[Referring expression grounding data]

*-*-*

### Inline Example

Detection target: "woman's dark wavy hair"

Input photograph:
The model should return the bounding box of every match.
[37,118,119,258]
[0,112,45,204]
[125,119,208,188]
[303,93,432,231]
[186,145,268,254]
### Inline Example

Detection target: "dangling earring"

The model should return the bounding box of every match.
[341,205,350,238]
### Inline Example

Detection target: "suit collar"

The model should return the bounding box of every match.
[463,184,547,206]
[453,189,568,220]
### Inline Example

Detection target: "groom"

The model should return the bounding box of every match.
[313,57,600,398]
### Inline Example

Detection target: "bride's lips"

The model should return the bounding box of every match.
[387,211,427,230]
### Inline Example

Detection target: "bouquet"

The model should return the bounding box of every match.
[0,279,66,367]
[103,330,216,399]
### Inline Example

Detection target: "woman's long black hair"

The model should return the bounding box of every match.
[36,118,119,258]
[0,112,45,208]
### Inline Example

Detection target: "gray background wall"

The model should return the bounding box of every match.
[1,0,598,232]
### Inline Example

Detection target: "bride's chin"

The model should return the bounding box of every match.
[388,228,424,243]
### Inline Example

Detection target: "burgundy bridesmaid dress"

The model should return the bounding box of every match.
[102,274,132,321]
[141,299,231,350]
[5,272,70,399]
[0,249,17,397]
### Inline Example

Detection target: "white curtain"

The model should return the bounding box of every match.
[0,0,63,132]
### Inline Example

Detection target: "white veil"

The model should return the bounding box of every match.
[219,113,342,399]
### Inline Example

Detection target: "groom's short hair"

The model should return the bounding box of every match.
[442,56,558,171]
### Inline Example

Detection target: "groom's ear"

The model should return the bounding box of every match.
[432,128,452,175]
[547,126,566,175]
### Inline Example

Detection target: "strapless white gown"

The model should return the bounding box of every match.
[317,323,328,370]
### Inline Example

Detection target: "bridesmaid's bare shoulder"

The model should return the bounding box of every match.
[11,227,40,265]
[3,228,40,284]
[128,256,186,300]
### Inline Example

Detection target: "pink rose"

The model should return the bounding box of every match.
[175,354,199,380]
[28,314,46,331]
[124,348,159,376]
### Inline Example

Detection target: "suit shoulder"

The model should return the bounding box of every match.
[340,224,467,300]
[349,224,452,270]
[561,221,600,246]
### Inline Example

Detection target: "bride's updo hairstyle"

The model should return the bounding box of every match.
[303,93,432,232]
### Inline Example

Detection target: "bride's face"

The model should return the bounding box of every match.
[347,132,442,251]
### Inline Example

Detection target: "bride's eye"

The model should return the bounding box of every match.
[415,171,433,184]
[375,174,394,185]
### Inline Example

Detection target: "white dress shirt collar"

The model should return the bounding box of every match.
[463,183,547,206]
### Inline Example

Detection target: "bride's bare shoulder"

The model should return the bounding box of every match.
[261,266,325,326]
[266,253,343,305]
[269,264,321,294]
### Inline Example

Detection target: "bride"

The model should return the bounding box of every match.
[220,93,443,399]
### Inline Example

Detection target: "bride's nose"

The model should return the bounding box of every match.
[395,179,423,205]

*-*-*

WORK INSTRUCTIONS → Start at the first line and transcribe the data exactly through the last.

SOLUTION FOR THIS TASK →
### Inline Example

Detection target: "woman's dark wavy hair"

Input photograph:
The model should return the bounding box of every match.
[37,118,119,258]
[0,112,45,204]
[125,119,208,188]
[303,93,432,231]
[186,145,268,254]
### Inline Example

Detection target: "dangling earring"

The model should return the bounding box of every match.
[341,205,350,238]
### Inline Example

Detection target: "suit collar"

The model should return the bounding box of every match.
[463,184,547,206]
[453,189,568,220]
### Inline Example

Detection target: "groom"

The model should return the bounding box of every match.
[313,57,600,398]
### Inline Example

Detection target: "bride's lips"

The model should return the bounding box of every match.
[387,211,427,230]
### Inline Example

Detection target: "bouquet"

The model should return the bounding box of every match.
[0,279,66,367]
[103,330,216,399]
### Inline Example

Detection target: "woman's long black hair"

The model should return the bounding box of every match.
[36,118,119,258]
[0,112,45,208]
### Inline Example

Detection target: "gray background wall"

The model should return the bounding box of every match.
[1,0,598,232]
### Inline Example

Detection target: "bride's chin"

The model should return the bounding box of every match.
[388,228,424,243]
### Inline Example

Detection target: "burgundy bridesmaid dress"

The model should return the bounding box of every match.
[102,274,132,321]
[141,299,231,350]
[5,272,70,399]
[0,249,17,397]
### Inline Example

Detection target: "white curtain"

The model should return the bounding box of every match.
[0,0,63,132]
### Inline Example

Detection target: "white veil"

The model should return the bounding box of every match.
[219,113,342,399]
### Inline Example

Detection target: "groom's short hair"

The model should return the bounding box of every match.
[442,56,558,171]
### Inline Example

Detection target: "groom's ear"

The model should return the bounding box of every match.
[432,128,452,175]
[547,126,566,175]
### Inline Example

Detection target: "strapless white gown"

The model should return the bounding box of every match.
[317,323,328,370]
### Inline Example

Detection target: "bridesmaid's bare shoulder"

The model should return the bounding box of every match.
[11,227,40,265]
[3,228,40,284]
[128,256,186,300]
### Inline Example

Detection target: "pink rose"

The model should return the bounding box of every match.
[175,354,199,380]
[28,314,46,331]
[124,348,159,376]
### Inline Example

Detection target: "suit shoulder"

The model should return the bounding box of every match.
[340,224,467,300]
[349,224,452,270]
[561,221,600,246]
### Inline Example

Detection target: "bride's updo hairstyle"

The model should return the bounding box of every match.
[303,93,432,232]
### Inline Example

Detection target: "bride's face"

The model should return the bounding box of every match.
[347,132,442,251]
### Inline Example

Detection target: "bride's eye"

The model should return the bounding box of every match.
[415,171,433,184]
[375,174,394,185]
### Inline Example

Detection target: "white dress shirt collar"

The model should return the bounding box of every match.
[463,183,547,206]
### Inline Example

Detection target: "bride's bare shoulder"

The model should return the bounding box of every match.
[261,266,325,326]
[266,253,343,305]
[269,264,321,294]
### Inline Example

Detection target: "bride"

The model should return the bounding box of every match.
[220,93,443,399]
### Inline Example

Detection target: "bride's nose"

The model should return the bounding box of every match.
[395,179,423,205]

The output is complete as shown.